Extrait à lire |
L’avis de concession de la ville de Paris paru dans nos colonnes, en date du 24 juillet 2023, au sujet de l’hippodrome de Paris-Vincennes, faisait ressortir les points suivants :
• Le concessionnaire assurera l’exploitation, l’entretien et la valorisation de l’hippodrome en vue d’y organiser à titre principal des courses de trot, et des activités annexes comprenant l’exploitation d’un ou plusieurs restaurants et bars, d’espaces d’agriculture urbaine, l’ouverture du site à la promenade publique, et des activités autour du bien-être équin.
• En raison de l’activité principale de la concession, consistant en l’organisation de courses de trot, le candidat individuel ou le mandataire du groupement candidat doit être une société de courses, constituée dans les conditions prévues par le décret n°97-456 du 5 mai 1997 relatif aux sociétés de courses de chevaux et au pari mutuel.
• La durée du contrat est de 360 mois (30 ans) à partir de la date de la mise à disposition des biens, prévue au plus tôt le 1er janvier 2025.
• Il ne s’agit pas d’un marché renouvelable.

Consignes de l'exercice |
**1)** Traduisez en anglais cette phrase de l'extrait sur l'hippodrome de Paris-Vincennes : « La durée du contrat est de 360 mois (30 ans) à partir de la date de la mise à disposition des biens, prévue au plus tôt le 1er janvier 2025. »
**2)** Pour chacune des affirmations suivantes, indiquez par oui ou par non si elle concorde avec l'extrait sur l'hippodrome de Paris-Vincennes, et citez les mots de l'extrait qui en décident. (a) Le contrat peut être renouvelé. (b) Le candidat individuel doit être une société de courses. (c) L'avis de concession est paru le 24 juillet 2023.
**3)** Prolongez l'extrait sur l'hippodrome de Paris-Vincennes à partir de sa dernière phrase.

[Entrées de données extraites]
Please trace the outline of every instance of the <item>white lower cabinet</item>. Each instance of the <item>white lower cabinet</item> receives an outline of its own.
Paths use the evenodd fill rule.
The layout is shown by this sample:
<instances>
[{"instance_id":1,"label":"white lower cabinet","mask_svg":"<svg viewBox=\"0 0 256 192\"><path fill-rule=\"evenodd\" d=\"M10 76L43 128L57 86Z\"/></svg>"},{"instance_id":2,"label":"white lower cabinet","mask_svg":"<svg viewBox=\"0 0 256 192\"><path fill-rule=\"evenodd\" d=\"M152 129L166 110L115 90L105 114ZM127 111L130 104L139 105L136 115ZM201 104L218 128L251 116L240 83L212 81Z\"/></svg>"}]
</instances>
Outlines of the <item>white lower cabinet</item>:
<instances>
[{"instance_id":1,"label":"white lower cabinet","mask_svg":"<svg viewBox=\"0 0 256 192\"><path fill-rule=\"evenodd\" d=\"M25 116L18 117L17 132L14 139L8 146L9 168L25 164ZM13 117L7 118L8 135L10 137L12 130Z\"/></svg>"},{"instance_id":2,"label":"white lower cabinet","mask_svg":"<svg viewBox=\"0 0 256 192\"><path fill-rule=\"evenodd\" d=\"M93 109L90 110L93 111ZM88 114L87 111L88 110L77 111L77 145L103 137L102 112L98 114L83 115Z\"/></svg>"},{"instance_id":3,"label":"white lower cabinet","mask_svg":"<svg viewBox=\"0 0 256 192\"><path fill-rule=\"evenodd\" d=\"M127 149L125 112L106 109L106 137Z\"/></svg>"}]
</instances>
* * *
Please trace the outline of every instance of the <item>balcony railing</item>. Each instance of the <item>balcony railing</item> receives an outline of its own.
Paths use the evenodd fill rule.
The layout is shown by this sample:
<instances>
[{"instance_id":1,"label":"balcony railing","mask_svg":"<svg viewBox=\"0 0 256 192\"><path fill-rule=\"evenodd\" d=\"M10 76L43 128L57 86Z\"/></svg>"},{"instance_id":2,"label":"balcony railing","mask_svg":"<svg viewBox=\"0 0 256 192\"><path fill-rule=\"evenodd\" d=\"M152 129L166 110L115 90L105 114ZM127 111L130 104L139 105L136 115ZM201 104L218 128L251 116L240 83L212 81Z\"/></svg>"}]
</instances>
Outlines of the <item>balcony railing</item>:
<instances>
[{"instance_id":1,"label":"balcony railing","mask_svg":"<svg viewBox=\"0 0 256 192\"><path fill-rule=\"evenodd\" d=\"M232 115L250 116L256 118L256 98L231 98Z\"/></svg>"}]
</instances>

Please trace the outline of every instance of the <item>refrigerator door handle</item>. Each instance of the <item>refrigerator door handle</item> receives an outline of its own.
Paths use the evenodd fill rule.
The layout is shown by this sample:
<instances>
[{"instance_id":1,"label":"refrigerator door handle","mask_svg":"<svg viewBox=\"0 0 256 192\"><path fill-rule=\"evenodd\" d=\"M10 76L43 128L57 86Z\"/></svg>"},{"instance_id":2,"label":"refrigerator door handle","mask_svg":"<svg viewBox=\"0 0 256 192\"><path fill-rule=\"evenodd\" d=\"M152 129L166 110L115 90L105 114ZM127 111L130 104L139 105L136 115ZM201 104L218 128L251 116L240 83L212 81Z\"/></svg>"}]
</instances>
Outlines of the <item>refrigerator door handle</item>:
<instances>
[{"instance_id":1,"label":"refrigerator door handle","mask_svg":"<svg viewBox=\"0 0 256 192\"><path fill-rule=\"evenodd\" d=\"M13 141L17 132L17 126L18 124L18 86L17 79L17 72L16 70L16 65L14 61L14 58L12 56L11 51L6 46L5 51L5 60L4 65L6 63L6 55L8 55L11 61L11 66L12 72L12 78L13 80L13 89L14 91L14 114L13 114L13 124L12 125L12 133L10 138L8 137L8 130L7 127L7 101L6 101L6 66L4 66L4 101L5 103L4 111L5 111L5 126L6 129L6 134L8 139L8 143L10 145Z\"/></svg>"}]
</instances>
* * *
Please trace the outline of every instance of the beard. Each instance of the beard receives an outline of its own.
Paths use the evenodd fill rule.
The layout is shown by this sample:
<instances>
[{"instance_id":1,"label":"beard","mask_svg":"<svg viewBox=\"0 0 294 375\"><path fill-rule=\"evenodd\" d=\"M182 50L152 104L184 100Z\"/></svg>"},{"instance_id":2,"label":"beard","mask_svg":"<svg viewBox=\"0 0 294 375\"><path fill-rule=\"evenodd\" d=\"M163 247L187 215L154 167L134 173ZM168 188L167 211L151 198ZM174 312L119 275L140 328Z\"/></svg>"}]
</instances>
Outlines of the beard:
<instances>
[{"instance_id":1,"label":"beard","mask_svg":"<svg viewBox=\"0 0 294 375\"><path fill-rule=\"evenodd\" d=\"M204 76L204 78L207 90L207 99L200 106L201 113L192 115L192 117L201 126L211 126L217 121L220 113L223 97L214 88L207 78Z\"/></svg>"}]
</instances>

Réponses par consigne |
**1)** The term of the contract is 360 months (30 years) from the date on which the assets are made available, scheduled for no earlier than January 1, 2025.

**2)**
(a) Non : « Il ne s’agit pas d’un marché renouvelable. »
(b) Oui : « le candidat individuel ou le mandataire du groupement candidat doit être une société de courses »
(c) Oui : « en date du 24 juillet 2023 »

**3)**
Olivier de Seyssel, ancien vice-président du Trot : “Le sujet a été un peu mis de côté”
Après l'annonce de Jean-Pierre Barjon, l'ancien vice-président du Trot, Olivier de Seyssel, livre sa réaction. “Signer un bail qui reviendrait à dépenser plus de 300 millions d’euros, en 30 ans, sur un site qui ne nous appartient pas, est inconcevable. Je regrette que la société soit désormais mise au pied du mur et qu'à ce stade, nous n'ayons pas de projet concret pour négocier avec la ville qui est pourtant attachée à l'hippodrome international de Vincennes et souhaite le maintien de l'activité du trot sur le plateau de Gravelle (relire le texte de l'appel d’offres publié dans notre édition du 24 juillet). C'est un dossier très important que nous avions travaillé avec la mairie en fin de mandature de Dominique de Bellaigue. Malheureusement, ce sujet a été un peu mis de côté et la société se retrouve en face d'une sacrée problématique.”
Edito de Sébastien Piazza, rédacteur en chef de ParisTurf : “Une partie assez serrée”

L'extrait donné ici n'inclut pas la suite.